» **Aim**: Reproduce every line in the stretch from the line containing "tyre shown in this photo." through the end of the items, requests included, and shift each point coordinate in the answers by -110.

» **Supplied data**:
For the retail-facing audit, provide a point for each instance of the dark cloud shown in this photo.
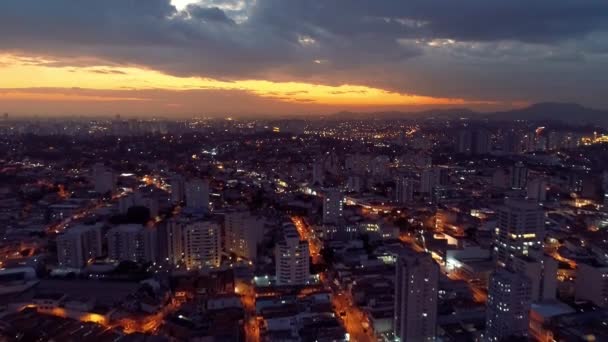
(469, 48)
(211, 14)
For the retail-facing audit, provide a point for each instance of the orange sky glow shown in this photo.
(42, 79)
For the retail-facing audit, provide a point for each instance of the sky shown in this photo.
(231, 57)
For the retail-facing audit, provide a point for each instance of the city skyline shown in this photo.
(237, 57)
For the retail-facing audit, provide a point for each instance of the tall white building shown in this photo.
(197, 195)
(79, 244)
(473, 142)
(537, 189)
(404, 190)
(132, 242)
(508, 307)
(333, 204)
(416, 286)
(178, 189)
(243, 232)
(318, 172)
(292, 258)
(592, 284)
(433, 177)
(519, 176)
(520, 228)
(202, 244)
(104, 179)
(193, 242)
(542, 272)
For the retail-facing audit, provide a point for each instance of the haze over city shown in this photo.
(192, 57)
(303, 170)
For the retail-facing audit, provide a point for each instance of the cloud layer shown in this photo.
(514, 50)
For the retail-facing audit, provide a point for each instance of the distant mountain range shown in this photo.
(569, 113)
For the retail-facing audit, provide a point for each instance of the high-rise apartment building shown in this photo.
(104, 180)
(520, 228)
(519, 176)
(416, 287)
(243, 232)
(79, 244)
(292, 258)
(333, 204)
(542, 272)
(197, 195)
(193, 242)
(508, 307)
(132, 242)
(404, 190)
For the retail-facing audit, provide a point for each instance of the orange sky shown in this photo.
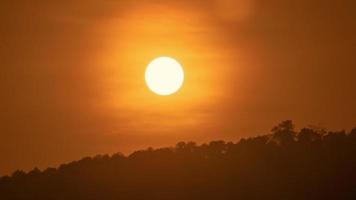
(72, 73)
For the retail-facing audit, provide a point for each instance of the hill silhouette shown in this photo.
(285, 164)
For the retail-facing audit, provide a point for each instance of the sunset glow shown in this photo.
(164, 76)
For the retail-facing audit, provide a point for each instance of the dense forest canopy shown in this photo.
(310, 163)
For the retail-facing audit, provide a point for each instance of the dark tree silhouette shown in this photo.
(285, 164)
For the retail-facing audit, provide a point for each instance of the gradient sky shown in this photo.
(72, 73)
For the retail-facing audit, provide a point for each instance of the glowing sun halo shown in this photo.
(164, 76)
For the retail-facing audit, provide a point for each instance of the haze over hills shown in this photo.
(285, 164)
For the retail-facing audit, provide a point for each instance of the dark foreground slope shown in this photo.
(309, 164)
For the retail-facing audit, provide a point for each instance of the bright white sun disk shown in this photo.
(164, 76)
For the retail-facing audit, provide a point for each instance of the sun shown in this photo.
(164, 76)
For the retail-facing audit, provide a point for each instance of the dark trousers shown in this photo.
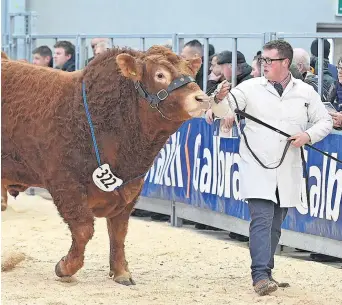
(264, 233)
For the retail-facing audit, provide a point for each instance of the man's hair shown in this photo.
(339, 60)
(211, 50)
(195, 44)
(301, 56)
(68, 47)
(43, 51)
(284, 49)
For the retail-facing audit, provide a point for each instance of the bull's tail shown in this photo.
(4, 55)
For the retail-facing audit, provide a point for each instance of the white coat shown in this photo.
(298, 106)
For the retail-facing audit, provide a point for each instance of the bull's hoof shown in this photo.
(60, 269)
(123, 279)
(3, 204)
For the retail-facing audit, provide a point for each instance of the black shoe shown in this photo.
(238, 237)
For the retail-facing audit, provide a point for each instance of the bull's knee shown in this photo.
(74, 261)
(3, 202)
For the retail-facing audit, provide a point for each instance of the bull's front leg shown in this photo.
(73, 208)
(3, 198)
(117, 230)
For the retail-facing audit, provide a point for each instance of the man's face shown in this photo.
(188, 53)
(95, 41)
(255, 69)
(60, 58)
(215, 68)
(100, 49)
(227, 71)
(339, 69)
(274, 68)
(41, 60)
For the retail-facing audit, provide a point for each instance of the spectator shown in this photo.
(42, 56)
(243, 69)
(271, 187)
(64, 56)
(256, 68)
(314, 51)
(101, 47)
(194, 49)
(93, 44)
(216, 75)
(301, 59)
(335, 97)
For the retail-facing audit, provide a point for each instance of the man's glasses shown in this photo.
(268, 61)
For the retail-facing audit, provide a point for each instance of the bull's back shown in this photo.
(32, 96)
(35, 103)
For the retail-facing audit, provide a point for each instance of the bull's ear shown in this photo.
(196, 64)
(129, 66)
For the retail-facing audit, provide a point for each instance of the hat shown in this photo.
(326, 46)
(225, 57)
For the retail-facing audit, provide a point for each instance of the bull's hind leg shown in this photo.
(117, 230)
(3, 198)
(73, 208)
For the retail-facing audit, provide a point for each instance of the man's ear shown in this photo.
(129, 66)
(196, 64)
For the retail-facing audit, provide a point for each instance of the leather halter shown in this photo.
(155, 99)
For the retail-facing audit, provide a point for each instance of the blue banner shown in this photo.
(201, 169)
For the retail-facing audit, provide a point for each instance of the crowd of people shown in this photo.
(304, 66)
(269, 187)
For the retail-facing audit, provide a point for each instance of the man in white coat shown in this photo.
(289, 105)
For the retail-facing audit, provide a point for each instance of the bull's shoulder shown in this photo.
(4, 56)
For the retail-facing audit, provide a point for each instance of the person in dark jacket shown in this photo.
(314, 51)
(64, 56)
(335, 97)
(243, 69)
(216, 76)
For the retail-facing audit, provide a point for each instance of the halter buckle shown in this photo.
(162, 94)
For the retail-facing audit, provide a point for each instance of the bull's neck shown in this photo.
(134, 144)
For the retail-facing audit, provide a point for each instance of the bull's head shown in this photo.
(166, 81)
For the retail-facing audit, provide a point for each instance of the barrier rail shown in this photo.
(205, 189)
(169, 189)
(81, 51)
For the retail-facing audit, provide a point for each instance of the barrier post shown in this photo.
(234, 62)
(83, 50)
(320, 65)
(205, 63)
(175, 221)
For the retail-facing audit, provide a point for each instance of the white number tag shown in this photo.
(105, 179)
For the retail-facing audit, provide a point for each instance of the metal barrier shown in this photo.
(320, 37)
(179, 210)
(81, 50)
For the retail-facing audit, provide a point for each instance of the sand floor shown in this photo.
(169, 265)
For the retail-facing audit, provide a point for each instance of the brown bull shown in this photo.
(46, 139)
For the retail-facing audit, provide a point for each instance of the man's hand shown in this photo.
(224, 89)
(228, 123)
(299, 139)
(214, 77)
(209, 116)
(337, 118)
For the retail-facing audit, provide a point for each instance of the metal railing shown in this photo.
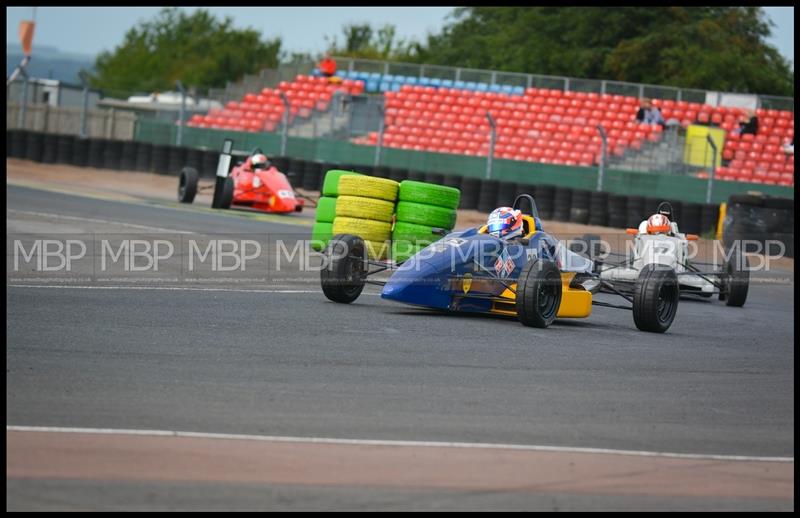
(490, 77)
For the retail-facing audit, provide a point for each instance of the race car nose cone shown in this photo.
(418, 285)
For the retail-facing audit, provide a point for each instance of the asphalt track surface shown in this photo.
(276, 358)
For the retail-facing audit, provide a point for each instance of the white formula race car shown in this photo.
(658, 241)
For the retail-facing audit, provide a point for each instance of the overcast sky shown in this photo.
(89, 30)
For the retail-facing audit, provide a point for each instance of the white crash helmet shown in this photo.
(259, 161)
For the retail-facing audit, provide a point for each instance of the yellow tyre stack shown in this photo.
(322, 231)
(365, 208)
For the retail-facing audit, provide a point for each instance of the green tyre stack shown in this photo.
(322, 231)
(421, 208)
(365, 207)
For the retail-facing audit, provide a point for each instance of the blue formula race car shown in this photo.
(533, 277)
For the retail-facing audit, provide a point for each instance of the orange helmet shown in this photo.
(658, 223)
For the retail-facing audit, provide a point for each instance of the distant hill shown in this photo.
(49, 62)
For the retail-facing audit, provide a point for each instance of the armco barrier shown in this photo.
(558, 203)
(683, 188)
(176, 160)
(128, 158)
(49, 148)
(759, 220)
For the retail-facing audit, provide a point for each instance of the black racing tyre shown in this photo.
(187, 185)
(416, 176)
(129, 151)
(80, 153)
(506, 194)
(403, 250)
(538, 294)
(49, 148)
(753, 200)
(413, 233)
(428, 215)
(397, 174)
(226, 198)
(342, 278)
(381, 171)
(144, 152)
(470, 193)
(321, 233)
(736, 281)
(364, 208)
(330, 185)
(176, 159)
(655, 298)
(454, 181)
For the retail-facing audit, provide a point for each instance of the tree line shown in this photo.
(712, 48)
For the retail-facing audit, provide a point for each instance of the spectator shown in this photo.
(327, 66)
(788, 148)
(747, 124)
(649, 114)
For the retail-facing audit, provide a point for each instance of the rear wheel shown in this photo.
(655, 298)
(342, 278)
(187, 188)
(736, 280)
(226, 197)
(538, 294)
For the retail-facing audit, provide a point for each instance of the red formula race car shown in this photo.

» **Solved problem**:
For the retail-facing audit, provide a point for each instance of the black racing tyre shown in this photo.
(77, 75)
(306, 66)
(19, 41)
(-30, 43)
(396, 84)
(293, 140)
(428, 184)
(-61, 38)
(643, 90)
(303, 123)
(318, 105)
(287, 64)
(116, 88)
(232, 168)
(271, 61)
(34, 42)
(360, 83)
(211, 123)
(626, 171)
(254, 98)
(220, 75)
(66, 49)
(545, 188)
(344, 71)
For the retail-facing audit, provide a point for each instance of the tree line shown in this photo.
(602, -62)
For the retail-facing audit, provide a point for each instance of the spectator shown in this photo.
(217, -44)
(678, 38)
(637, 14)
(539, 4)
For the retail-facing audit, provide a point for each instance of the rear wheel shown in this photo.
(545, 188)
(232, 168)
(77, 78)
(626, 170)
(116, 87)
(428, 184)
For the retail-facing audit, provide a point for each instance of the red formula race car shown in this photo.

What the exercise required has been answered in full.